>> start Exercise inputs

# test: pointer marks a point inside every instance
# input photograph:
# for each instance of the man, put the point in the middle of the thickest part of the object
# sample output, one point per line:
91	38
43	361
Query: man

>> end Exercise inputs

• Exercise prompt: Rewrite the listing above with every "instance" swapped for "occurrence", leaving everything else the same.

• Answer to the task:
# test: pointer marks a point inside every occurrence
# input photograph:
# for each occurrence of the man, put the point in the middle of the thickest part of the object
# sample output, one point per line:
91	38
43	361
Query: man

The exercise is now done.